### Vorliegender Text
----------------
# Programmier erfahrung



## woody (8 Mai 2015)

Ich weiss jetzt nicht ob ich ein neues Thema anfangen soll .

Da ich ja ein SPS Neuling bin würde ich gerne mal wissen ob es bestimmte Tipps und Tricks gibt bei einer Programmierung.

Gibt es eine bestimmte Reihenfolge wie man programmiert?
Ich kenn ja schon die unterschiede zwischen einer linearen Programmierung und Strukturierte ......

Ich habe bisher so gemacht das man mit einem richtimpuls startet....gut es kommt ja immer drauf an was die Anlage machen soll . 
Manchmal stelle ich mir auch immer die frage ob ich es lieber mit einem Speicherverhalten lösen soll oder mit einer Binären verknüfung..


Vielleicht kann ja der eine oder andere mal seine Erfahrung mitteilen

grüsse


----------



## de vliegende hollander (8 Mai 2015)

Hallo Woody,

Was ist dein bisherige Grundlage ?

Es ist wahrscheinlich einfacher zu helfen wenn du konkrete Beispielen oder Problemen hast.

Bram


----------



## PinkPanther32 (8 Mai 2015)
----------------
### Datensätze

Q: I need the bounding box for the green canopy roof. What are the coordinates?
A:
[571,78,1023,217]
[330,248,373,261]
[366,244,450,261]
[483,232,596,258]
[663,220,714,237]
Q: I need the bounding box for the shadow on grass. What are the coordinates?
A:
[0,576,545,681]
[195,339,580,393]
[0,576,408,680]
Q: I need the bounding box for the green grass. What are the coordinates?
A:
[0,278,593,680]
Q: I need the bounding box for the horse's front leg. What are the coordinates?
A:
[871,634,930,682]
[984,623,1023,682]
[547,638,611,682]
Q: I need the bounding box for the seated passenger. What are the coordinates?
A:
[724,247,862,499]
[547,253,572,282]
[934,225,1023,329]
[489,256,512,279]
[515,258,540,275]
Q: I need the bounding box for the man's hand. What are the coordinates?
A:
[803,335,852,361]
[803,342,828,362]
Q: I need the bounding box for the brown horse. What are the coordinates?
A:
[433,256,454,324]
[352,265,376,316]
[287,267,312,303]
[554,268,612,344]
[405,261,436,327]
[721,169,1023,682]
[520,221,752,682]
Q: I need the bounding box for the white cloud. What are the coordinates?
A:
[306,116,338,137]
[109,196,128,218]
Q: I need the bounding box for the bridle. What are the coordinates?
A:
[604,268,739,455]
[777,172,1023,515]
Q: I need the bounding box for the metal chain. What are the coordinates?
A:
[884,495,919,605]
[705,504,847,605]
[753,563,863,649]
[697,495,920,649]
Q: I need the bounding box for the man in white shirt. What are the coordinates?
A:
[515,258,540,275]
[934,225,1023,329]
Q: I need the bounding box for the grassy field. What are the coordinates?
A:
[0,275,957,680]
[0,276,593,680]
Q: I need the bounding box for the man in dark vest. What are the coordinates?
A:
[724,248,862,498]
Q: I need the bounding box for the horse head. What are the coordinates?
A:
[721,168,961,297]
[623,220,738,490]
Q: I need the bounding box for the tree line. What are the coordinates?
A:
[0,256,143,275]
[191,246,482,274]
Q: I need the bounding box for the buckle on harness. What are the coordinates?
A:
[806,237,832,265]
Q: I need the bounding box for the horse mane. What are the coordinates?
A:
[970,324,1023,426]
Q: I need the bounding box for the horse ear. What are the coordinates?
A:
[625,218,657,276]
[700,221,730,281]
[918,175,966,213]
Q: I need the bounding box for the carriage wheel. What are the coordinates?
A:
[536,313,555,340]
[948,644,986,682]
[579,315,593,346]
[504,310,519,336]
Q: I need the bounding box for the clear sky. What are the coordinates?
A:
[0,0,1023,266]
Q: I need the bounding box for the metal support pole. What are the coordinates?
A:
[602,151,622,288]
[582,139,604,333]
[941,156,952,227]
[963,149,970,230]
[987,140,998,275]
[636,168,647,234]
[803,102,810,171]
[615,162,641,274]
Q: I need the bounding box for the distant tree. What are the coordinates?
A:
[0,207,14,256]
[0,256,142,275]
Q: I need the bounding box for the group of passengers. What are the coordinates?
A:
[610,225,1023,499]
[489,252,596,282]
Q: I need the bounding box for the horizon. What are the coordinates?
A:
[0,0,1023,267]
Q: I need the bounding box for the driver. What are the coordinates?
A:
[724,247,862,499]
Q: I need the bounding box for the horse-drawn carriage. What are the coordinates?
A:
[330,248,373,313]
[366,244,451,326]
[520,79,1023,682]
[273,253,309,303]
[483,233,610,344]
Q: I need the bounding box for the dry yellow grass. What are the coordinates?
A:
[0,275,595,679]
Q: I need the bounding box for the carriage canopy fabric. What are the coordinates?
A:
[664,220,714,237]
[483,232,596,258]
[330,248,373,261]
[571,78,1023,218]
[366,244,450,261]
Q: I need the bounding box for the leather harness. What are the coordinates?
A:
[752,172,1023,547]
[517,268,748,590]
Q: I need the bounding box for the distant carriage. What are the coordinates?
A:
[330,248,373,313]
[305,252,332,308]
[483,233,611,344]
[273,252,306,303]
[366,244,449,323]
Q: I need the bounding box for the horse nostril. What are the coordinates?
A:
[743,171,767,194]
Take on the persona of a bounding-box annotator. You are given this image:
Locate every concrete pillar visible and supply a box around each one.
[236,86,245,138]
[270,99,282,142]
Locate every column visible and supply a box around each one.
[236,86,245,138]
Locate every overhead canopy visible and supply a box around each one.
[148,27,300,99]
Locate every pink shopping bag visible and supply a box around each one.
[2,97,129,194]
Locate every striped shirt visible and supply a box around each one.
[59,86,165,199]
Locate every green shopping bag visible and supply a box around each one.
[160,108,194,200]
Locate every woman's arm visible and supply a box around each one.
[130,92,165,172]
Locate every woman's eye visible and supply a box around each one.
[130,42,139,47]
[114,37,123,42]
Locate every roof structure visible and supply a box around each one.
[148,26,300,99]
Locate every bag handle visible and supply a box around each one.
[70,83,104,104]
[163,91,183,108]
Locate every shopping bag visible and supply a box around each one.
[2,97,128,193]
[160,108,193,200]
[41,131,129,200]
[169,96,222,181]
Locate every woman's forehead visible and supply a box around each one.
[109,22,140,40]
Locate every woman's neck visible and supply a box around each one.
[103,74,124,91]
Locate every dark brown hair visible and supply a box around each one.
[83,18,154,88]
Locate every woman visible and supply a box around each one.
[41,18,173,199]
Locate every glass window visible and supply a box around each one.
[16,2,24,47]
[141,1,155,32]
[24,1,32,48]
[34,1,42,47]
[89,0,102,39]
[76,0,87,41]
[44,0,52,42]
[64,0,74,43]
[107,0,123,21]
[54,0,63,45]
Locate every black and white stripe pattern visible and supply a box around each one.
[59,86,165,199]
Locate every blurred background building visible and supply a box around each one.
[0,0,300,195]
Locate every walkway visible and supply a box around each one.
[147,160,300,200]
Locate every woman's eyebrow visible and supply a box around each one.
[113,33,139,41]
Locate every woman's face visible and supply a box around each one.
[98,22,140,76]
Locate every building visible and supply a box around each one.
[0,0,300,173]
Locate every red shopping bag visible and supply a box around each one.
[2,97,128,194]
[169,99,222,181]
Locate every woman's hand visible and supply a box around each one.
----------------
### Ihre Aufgaben
- a) Womit startet woody laut der Forumsdiskussion bisher seine Programmierung?
- b) Erläutern Sie anhand der Forumsdiskussion, weshalb woody nach Tipps und Tricks für das Programmieren fragt.
Für die Bearbeitung werden die Daten nicht benötigt.

### Bearbeitete Aufgaben
- a) Mit einem Richtimpuls.

- b) Woody fragt nach Tipps und Tricks, weil er nach eigener Aussage ein SPS-Neuling ist.